● **PAGE EXCERPT**:
Posted: 6/3/2009 7:30:30 AM
Likely anything he talks about that happened in his life over those 28 years will be a "we" memory rather than an "I" memory. So I don't think by itself it is an indicator he is stuck in the past... you'd have to look at other things to see that.

The competing thing would seem to me to be in your own mind. Have you discussed this with him?
 lostintheshuffle
Joined: 5/8/2008
Msg: 23
Competing with a dead spouse.
Posted: 6/3/2009 7:32:29 AM
Lots of people hold memories as "better than they really were." Don't persue the person.
 farceur
Joined: 5/3/2009
Msg: 24
Competing with a dead spouse.
Posted: 6/3/2009 7:50:08 AM
It sounds like an easy win. I know I could run faster, jump higher, etc.

In time, if given the time needed, a transition will occur, and whether that time is spent alone or with someone new, it takes time. I would expect that whatever new couple type things were done, each would be a step, from old to new, and some steps would be hurdles and others taken two at a time. I never had a dead spouse but I am haunted by memories just the same. Being with someone new would evoke memories that could not be evoked until I was with someone new, and comparisons would be made, and so it would take a while for the new experiences to become the newer memories, replacing at the top of the list of memories as the ones to come to mind. One of the jobs a new person has is to become foremost in mind, which takes replacing the old person, and happens a bit each day.

● **RAW DATA**:
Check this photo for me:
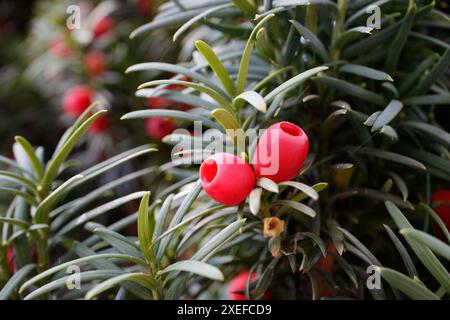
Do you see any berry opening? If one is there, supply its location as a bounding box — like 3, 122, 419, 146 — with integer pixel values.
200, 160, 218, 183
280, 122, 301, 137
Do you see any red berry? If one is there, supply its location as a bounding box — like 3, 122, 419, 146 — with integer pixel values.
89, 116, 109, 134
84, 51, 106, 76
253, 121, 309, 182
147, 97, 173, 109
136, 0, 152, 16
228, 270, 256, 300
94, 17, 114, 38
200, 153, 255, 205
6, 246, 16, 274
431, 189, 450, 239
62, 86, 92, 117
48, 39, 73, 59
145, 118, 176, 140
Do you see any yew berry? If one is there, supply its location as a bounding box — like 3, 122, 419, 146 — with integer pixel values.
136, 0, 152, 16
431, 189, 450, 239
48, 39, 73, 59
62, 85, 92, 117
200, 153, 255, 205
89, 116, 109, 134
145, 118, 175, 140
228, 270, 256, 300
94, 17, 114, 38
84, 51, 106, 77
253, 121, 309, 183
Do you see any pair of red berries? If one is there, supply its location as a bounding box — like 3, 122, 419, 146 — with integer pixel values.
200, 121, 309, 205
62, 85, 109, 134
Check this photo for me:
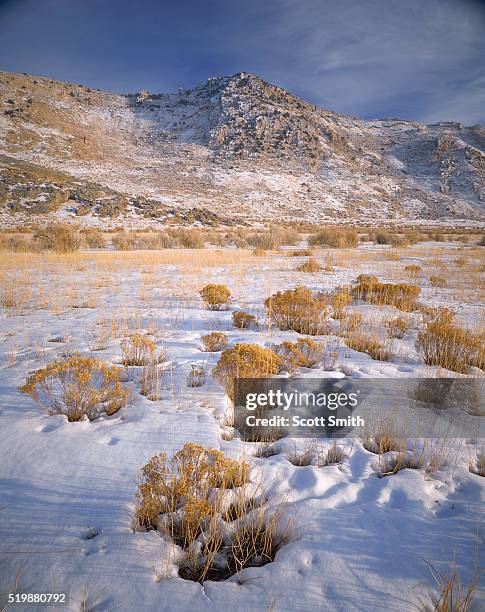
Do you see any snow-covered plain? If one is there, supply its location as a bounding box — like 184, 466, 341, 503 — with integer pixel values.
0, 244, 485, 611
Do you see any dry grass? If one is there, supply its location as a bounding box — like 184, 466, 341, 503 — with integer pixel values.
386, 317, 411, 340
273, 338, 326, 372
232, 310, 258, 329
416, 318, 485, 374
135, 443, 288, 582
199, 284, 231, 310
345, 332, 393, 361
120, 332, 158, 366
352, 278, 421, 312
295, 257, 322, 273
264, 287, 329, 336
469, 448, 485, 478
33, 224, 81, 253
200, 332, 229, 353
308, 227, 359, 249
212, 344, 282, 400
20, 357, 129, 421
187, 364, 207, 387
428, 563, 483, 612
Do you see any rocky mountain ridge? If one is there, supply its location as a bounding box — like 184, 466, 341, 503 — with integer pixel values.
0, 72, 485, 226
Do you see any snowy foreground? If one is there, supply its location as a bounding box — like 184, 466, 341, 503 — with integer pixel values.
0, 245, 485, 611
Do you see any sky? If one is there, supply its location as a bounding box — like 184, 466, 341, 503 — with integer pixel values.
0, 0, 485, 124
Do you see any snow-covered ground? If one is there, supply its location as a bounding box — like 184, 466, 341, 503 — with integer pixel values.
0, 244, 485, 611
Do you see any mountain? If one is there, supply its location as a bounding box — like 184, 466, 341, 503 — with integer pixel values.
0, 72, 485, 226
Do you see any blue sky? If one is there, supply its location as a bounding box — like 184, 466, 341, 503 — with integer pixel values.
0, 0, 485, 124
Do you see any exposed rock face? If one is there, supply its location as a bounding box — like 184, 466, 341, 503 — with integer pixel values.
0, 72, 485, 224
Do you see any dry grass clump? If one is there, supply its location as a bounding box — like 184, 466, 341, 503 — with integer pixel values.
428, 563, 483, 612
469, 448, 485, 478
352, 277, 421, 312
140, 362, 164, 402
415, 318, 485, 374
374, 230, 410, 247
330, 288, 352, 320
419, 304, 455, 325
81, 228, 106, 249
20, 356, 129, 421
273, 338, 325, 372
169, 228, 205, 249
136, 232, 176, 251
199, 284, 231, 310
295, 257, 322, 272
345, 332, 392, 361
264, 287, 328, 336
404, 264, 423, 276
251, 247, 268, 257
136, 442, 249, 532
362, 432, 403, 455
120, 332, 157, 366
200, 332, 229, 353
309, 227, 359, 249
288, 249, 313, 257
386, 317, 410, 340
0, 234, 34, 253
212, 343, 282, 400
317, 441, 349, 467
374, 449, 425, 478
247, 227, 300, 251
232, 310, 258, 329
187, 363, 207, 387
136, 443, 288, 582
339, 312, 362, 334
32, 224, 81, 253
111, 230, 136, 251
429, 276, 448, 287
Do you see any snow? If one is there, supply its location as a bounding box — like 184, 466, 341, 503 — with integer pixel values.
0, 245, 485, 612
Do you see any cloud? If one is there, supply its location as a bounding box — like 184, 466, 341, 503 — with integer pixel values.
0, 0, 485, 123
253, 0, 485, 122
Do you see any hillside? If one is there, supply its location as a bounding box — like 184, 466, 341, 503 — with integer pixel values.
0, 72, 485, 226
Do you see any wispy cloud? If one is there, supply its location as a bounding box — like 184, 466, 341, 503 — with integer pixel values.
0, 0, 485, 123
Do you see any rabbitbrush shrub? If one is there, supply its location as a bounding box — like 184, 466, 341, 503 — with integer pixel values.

● **DIRECTIONS**:
• a. Please reproduce the forum thread on competing with a dead spouse word for word, from "Posted: 6/3/2009 7:50:08" up to and including "bit each day.".
• b. In the forum thread on competing with a dead spouse, the first post says memories from how many years will likely be "we" memories rather than "I" memories?
• c. Write the next part of the forum thread on competing with a dead spouse, picking up after its final sentence.

● **RESPONSES FOR EACH TASK**:
• a.
Posted: 6/3/2009 7:50:08 AM
It sounds like an easy win. I know I could run faster, jump higher, etc.

In time, if given the time needed, a transition will occur, and whether that time is spent alone or with someone new, it takes time. I would expect that whatever new couple type things were done, each would be a step, from old to new, and some steps would be hurdles and others taken two at a time. I never had a dead spouse but I am haunted by memories just the same. Being with someone new would evoke memories that could not be evoked until I was with someone new, and comparisons would be made, and so it would take a while for the new experiences to become the newer memories, replacing at the top of the list of memories as the ones to come to mind. One of the jobs a new person has is to become foremost in mind, which takes replacing the old person, and happens a bit each day.

• b. 28 years.

• c.
When the old person has been kept alive, so to speak, their memories enjoyed as daily companions, even new love can be intrusive while being welcome. This is just another thing to talk about, or to be respectful of its necessary silences. Give it due time and if it takes too long, that's a problem; an understandable problem worthy of a compassionate and patient solution.

It's a used car lot, folks. Nobody here is brand new.
 karma1160
Joined: 6/10/2008
Msg: 25
Competing with a dead spouse.
Posted: 6/3/2009 7:55:06 AM
Its a matter of timing and some people take longer to move on. Its a question of when usually not a guestion of if.
We all have different people in our lives that we love for different reasons . If someone spent 28 years with another person than they experienced life as a we and that is how they relate to experiences it does not mean they are constantly thinking of this person.